EXERCISE GOAL - Only the lines from the one containing "For the rabbit ear" to the end of the data are wanted; print them exactly as they appear.

··· RECORDS FOR THE EXERCISE ···

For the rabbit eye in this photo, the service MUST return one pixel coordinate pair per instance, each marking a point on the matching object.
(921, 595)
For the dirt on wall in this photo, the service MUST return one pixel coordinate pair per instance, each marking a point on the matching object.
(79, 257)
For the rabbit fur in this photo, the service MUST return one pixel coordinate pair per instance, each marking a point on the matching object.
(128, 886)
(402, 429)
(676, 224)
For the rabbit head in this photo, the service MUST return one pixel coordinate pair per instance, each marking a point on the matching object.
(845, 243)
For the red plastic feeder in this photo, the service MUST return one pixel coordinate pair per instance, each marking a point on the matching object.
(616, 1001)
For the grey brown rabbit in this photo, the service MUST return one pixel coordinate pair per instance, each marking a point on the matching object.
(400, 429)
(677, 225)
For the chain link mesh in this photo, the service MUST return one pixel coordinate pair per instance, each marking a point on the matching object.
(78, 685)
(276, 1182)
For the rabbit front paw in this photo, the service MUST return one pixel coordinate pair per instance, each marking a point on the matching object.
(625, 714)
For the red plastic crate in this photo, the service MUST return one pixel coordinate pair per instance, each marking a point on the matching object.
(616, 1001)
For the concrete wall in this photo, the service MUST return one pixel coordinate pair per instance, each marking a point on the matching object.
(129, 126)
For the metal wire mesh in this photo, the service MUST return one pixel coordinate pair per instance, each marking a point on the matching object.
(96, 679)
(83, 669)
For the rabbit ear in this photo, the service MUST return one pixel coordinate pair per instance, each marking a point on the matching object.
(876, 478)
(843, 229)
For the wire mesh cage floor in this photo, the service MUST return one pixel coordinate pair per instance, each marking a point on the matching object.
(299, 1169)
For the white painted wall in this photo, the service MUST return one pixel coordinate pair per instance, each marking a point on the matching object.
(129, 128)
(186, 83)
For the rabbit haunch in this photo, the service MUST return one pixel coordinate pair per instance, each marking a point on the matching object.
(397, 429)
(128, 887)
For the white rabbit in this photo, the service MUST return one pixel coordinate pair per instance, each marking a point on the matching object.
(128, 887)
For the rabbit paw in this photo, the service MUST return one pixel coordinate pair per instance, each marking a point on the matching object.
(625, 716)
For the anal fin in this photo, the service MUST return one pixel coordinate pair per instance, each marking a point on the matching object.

···

EXPECTED ANSWER -
For the rabbit ear in this photo, the service MUST return one pixel coordinate pair per instance, each marking a point on the matching object.
(876, 478)
(843, 229)
For the wire mesh cage floor in this photo, the service MUST return one pixel coordinate pair per instance, each marking a point on the matching object.
(299, 1169)
For the white painted wall in this photo, the service MUST return one pixel coordinate pair per instance, each marking a point on the matching object.
(129, 128)
(186, 83)
For the rabbit haunch in this photo, the service MUST return one pixel coordinate pair per instance, each marking a point on the matching object.
(397, 429)
(128, 887)
For the white rabbit in this photo, the service MUST return one pixel coordinate pair per instance, each marking a point on the matching object.
(128, 887)
For the rabbit paw in this photo, the service MUST return one pixel coordinate pair per instance, each marking a point on the matching object.
(625, 716)
For the anal fin in this photo, the service MUST return one pixel coordinate pair per instance, each marking a point on the matching object.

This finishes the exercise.